Object Storage Quickstart
This page explains how to get started with the object storage module in KDB-X.
Learn about:
- Authentication
- File handle format
- Module load
- Reading data
- Accessing cloud data
- Using an S3-compatible object store
- Performance consideration
Authentication
Authenticate with cloud credentials using Kurl in order to get native access to cloud object storage.
File handle format
Access to files stored on cloud storage is differentiated by the following file prefixes:
aws `:s3://
gcp `:gs://
azure `:ms://
Objects can be accessed using the [prefix]/[bucket]/[key-name] format for file handles.
Module load
As a prerequisite, you must have the appropriate envrionment variables or credentials defined.
export AWS_ACCESS_KEY_ID="… "
export AWS_SECRET_ACCESS_KEY="…"
export AWS_SESSION_TOKEN="… "
export AZURE_STORAGE_SHARED_KEY=".."
export AZURE_STORAGE_ACCOUNT=".."
gcloud init
export GCP_TOKEN=$(gcloud auth print-access-token)
Initialize
To access the object storage module, run the following command:
.objstor:use`kx.objstor
.objstor.init[]
Sample request
For example, running hcount on an object with key data/2025.02.02/tbl/b in bucket mybucket within s3 would be:
hcount `:s3://mybucket/data/2025.02.02/tbl/b
Reading data
-
Start KDB-X with the object store module loaded.

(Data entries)

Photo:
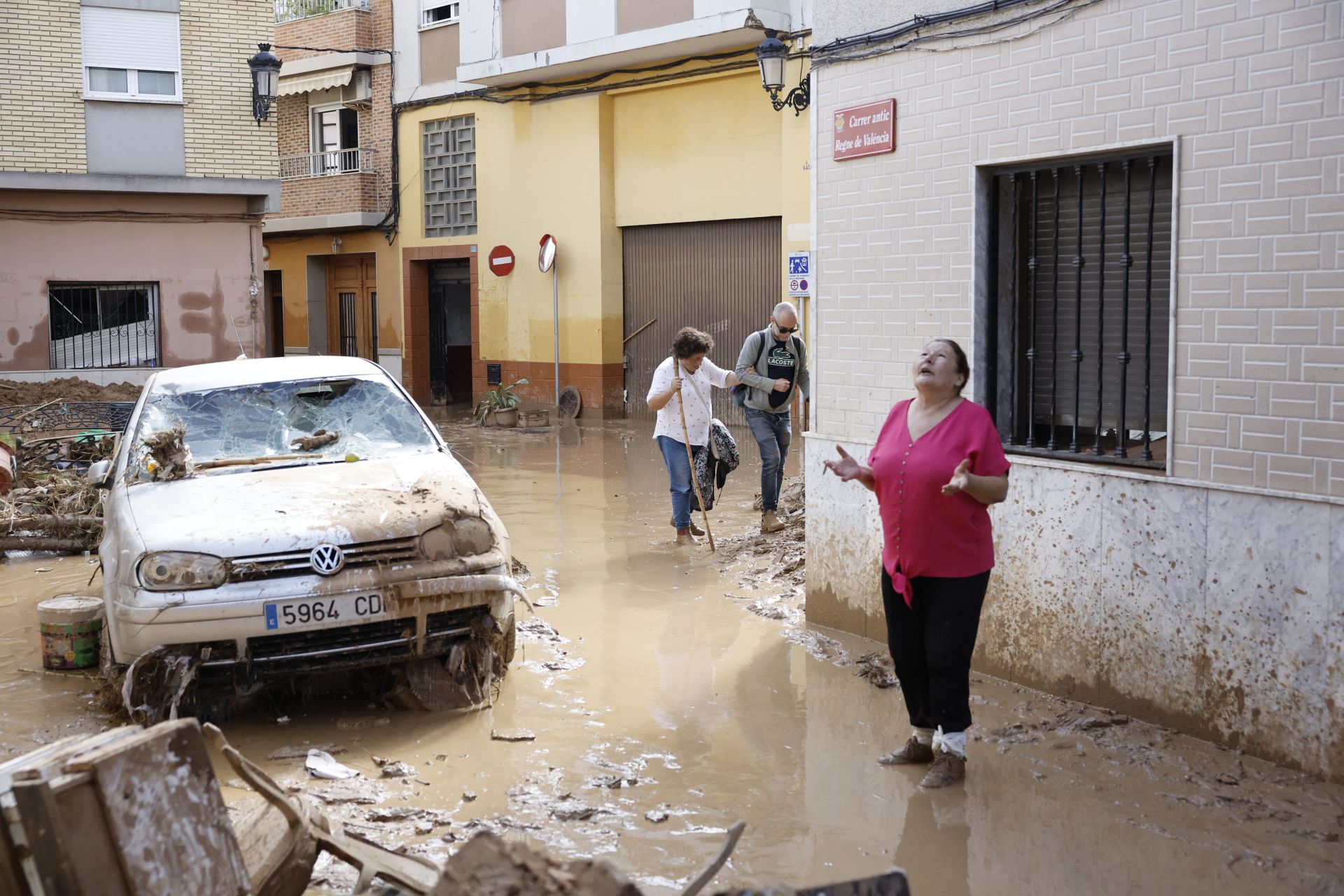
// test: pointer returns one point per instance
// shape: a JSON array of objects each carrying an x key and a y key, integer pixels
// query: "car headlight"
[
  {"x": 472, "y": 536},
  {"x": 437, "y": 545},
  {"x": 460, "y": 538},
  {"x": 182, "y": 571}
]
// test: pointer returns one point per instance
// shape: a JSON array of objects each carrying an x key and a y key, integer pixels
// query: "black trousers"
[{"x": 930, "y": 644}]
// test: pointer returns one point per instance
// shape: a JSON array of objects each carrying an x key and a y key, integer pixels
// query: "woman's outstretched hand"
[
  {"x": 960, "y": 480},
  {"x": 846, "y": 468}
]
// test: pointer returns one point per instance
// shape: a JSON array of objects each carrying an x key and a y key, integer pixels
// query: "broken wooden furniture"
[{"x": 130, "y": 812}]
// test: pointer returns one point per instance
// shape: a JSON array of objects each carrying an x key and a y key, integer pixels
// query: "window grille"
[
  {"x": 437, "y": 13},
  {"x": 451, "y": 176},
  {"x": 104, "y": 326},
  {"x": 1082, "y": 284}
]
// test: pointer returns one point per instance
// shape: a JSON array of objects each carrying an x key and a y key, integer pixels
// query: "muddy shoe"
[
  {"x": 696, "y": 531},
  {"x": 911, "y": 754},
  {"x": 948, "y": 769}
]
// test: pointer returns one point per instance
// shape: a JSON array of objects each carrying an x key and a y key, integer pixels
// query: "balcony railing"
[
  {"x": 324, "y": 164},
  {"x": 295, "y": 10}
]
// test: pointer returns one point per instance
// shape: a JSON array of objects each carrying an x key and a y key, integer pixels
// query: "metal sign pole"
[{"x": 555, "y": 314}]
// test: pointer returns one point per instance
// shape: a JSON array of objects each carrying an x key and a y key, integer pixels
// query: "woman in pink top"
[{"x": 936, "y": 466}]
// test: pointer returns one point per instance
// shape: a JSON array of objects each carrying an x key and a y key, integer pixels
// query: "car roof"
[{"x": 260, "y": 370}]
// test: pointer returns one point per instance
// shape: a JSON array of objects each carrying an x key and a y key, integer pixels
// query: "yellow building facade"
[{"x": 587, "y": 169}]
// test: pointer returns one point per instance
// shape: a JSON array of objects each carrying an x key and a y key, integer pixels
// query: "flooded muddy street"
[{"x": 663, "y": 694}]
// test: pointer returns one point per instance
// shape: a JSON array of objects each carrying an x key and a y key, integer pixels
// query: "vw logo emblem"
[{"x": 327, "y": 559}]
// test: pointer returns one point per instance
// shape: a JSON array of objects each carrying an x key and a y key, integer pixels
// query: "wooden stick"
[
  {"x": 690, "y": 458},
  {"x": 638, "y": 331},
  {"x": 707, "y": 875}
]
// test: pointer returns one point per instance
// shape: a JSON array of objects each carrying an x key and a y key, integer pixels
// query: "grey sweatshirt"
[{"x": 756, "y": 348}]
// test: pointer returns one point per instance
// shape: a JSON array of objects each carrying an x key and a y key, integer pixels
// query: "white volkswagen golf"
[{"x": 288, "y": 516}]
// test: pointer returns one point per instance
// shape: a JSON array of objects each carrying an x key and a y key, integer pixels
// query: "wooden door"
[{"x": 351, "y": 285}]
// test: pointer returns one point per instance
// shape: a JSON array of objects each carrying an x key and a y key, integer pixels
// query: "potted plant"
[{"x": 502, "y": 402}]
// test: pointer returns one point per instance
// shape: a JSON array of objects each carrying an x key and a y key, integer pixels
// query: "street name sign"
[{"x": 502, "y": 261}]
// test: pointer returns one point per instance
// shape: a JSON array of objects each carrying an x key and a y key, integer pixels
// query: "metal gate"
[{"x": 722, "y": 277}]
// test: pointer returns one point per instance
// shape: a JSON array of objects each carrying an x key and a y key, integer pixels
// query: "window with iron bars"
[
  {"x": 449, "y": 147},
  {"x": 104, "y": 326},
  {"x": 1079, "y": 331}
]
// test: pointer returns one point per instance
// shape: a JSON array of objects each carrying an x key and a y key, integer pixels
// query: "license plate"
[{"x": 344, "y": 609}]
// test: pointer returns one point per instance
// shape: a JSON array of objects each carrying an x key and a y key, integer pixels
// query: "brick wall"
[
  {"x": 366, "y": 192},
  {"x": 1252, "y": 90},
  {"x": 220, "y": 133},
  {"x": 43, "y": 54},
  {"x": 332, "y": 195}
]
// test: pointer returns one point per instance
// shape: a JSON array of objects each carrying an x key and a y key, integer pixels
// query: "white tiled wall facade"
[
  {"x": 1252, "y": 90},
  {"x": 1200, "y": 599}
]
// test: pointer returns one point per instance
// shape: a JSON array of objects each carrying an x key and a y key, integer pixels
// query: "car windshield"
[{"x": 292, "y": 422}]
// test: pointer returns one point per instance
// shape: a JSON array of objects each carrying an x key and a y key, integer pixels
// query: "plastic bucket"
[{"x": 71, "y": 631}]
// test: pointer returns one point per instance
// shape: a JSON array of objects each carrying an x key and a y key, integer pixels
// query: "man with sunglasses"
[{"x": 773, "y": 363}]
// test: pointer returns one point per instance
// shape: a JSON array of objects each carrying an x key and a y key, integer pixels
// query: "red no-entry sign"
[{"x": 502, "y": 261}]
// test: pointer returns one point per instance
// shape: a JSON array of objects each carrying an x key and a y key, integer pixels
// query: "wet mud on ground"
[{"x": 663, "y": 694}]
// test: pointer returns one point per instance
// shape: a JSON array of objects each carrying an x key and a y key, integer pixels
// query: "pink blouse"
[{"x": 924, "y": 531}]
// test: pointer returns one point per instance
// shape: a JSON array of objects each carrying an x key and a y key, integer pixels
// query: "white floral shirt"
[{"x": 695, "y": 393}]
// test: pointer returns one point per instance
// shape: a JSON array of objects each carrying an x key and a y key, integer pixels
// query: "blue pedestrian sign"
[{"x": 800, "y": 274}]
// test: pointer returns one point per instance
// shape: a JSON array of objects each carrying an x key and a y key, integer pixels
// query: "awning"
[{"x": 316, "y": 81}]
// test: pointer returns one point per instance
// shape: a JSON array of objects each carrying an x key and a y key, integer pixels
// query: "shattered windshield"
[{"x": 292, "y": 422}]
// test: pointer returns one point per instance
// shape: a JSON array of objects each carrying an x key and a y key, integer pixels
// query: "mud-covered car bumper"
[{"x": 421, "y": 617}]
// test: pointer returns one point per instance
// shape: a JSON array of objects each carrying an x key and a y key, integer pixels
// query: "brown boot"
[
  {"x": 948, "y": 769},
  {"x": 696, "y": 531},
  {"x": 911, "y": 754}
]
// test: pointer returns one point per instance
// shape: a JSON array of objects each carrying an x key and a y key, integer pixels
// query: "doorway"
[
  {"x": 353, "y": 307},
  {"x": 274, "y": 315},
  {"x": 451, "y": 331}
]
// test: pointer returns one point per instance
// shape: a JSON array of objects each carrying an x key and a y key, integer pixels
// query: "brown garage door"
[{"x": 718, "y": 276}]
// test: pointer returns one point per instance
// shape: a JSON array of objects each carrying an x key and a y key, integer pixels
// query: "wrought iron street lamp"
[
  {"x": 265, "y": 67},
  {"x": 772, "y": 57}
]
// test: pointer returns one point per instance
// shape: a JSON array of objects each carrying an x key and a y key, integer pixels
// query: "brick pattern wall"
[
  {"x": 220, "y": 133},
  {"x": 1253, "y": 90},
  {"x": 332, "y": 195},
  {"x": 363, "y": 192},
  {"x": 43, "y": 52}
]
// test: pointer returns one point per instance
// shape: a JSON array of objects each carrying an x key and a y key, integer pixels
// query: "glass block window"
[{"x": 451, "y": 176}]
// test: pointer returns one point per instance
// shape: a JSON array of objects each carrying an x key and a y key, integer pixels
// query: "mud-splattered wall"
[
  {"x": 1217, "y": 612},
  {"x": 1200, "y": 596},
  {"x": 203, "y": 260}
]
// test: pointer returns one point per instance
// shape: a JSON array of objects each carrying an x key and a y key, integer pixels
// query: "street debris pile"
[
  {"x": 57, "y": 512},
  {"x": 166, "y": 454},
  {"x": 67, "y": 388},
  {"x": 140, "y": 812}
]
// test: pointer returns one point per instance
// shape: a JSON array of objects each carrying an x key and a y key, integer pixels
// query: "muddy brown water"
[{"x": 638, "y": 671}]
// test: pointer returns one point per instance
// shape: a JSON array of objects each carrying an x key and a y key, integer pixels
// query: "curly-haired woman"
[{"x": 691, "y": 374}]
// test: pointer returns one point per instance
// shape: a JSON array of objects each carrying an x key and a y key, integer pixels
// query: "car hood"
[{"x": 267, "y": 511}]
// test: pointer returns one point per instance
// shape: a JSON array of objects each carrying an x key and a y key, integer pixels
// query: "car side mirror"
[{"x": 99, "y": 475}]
...
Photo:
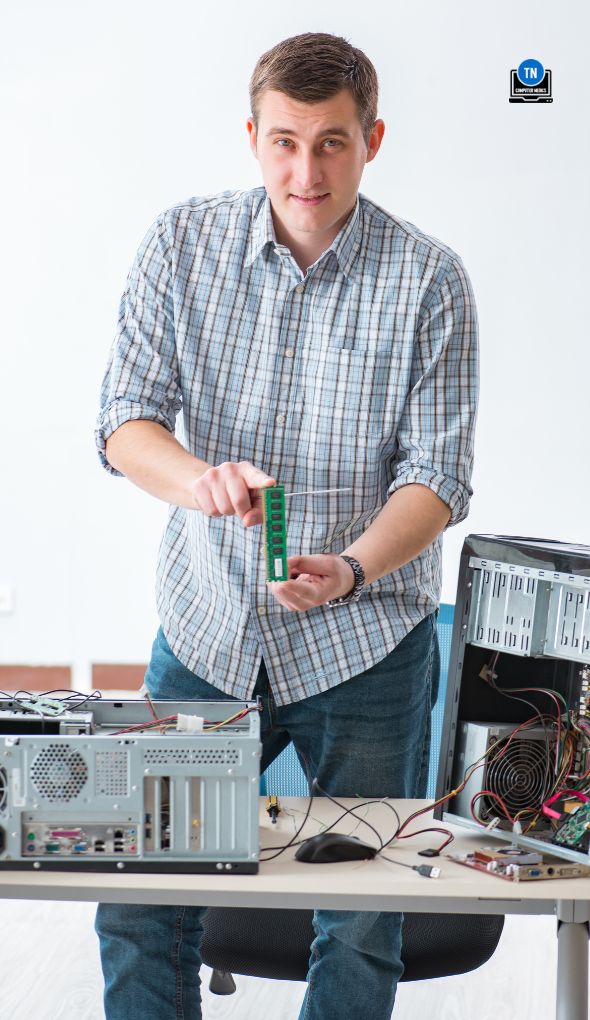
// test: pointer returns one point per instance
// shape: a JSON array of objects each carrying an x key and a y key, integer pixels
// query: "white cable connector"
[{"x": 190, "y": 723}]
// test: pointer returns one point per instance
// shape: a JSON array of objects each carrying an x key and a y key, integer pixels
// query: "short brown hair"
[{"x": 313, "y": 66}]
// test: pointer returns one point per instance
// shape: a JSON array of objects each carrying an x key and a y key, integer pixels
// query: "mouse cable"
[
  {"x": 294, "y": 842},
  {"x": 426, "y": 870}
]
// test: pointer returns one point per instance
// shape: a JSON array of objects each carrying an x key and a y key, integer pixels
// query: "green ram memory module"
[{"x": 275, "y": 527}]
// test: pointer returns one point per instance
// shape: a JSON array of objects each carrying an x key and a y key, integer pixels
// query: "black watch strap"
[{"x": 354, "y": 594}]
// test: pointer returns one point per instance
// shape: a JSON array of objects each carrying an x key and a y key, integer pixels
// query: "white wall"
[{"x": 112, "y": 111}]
* * *
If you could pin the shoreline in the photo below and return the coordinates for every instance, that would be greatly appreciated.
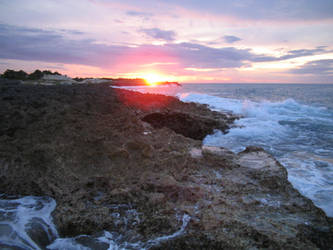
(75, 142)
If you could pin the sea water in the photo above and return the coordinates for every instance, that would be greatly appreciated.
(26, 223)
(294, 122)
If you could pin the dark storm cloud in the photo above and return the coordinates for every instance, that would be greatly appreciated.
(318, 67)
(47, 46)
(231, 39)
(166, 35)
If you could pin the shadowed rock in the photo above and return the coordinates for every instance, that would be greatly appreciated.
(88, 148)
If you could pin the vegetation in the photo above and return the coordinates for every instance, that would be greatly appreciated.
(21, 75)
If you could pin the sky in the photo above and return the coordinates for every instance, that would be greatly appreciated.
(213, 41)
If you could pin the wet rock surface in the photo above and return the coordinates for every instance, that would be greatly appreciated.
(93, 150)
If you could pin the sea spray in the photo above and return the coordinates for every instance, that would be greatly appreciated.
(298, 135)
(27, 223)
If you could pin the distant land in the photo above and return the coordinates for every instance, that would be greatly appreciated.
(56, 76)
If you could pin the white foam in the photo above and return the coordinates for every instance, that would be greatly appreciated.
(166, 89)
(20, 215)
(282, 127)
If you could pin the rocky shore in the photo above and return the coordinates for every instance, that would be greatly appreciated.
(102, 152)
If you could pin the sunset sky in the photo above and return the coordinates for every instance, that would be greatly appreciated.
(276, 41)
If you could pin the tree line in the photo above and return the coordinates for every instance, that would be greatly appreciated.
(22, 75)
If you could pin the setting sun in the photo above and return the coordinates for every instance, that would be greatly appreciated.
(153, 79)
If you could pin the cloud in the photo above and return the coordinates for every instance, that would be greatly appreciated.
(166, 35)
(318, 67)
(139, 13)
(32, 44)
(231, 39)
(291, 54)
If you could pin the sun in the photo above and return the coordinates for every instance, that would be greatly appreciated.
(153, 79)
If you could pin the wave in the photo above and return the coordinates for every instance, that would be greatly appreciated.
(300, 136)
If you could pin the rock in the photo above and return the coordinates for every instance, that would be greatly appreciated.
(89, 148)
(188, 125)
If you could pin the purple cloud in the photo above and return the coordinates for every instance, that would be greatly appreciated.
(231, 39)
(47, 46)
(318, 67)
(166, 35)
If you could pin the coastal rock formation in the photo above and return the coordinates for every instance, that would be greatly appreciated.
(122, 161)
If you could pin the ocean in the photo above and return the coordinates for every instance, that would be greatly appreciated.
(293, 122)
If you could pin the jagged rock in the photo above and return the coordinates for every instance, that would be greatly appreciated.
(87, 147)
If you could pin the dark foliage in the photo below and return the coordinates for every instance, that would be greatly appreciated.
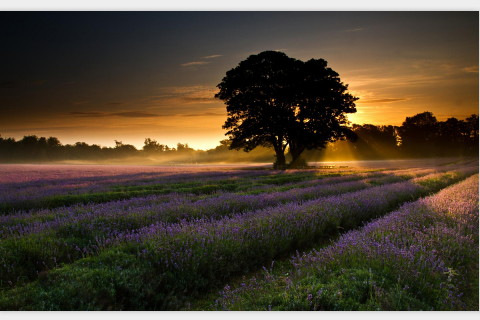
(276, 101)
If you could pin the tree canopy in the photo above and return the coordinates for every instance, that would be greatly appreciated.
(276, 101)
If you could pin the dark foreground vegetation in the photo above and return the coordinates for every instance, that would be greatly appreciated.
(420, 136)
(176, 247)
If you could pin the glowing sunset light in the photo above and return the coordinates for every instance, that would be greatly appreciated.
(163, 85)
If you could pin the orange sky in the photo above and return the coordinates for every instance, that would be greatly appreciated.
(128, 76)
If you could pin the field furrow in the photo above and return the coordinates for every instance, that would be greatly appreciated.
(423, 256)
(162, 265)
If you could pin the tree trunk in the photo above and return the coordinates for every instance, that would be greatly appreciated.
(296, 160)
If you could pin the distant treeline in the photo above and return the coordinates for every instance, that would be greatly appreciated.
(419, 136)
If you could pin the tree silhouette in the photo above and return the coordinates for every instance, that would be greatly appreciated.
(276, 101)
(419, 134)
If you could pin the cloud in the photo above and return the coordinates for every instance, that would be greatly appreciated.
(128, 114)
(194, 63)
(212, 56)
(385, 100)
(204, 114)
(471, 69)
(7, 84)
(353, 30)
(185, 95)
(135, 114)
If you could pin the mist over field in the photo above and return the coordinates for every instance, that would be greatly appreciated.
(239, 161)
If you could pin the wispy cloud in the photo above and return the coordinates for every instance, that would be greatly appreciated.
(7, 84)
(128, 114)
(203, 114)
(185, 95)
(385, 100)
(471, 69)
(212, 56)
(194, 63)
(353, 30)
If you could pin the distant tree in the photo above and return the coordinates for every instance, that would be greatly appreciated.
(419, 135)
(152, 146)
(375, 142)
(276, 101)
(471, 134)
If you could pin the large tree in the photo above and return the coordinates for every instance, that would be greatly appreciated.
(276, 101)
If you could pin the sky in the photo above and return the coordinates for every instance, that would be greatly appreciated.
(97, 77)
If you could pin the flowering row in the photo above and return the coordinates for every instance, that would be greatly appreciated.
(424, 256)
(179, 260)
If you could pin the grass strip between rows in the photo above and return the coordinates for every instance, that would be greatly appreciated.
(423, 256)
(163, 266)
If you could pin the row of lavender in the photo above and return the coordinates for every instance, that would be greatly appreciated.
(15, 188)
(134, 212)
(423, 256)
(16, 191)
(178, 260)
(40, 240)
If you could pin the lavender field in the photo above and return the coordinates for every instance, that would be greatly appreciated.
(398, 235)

--- Stated exercise A ---
List every environment variable that the object storage quickstart sets with an export command.
--- Stated exercise B ---
Answer these questions from the object storage quickstart, one answer per line:
(i) Which file prefix marks files stored on Azure?
(ii) Which command follows .objstor:use`kx.objstor to initialize the module?
(iii) What is the bucket name in the sample request?

--- Complete output A ---
AWS_ACCESS_KEY_ID
AWS_SECRET_ACCESS_KEY
AWS_SESSION_TOKEN
AZURE_STORAGE_SHARED_KEY
AZURE_STORAGE_ACCOUNT
GCP_TOKEN

--- Complete output B ---
(i) `:ms://
(ii) .objstor.init[]
(iii) mybucket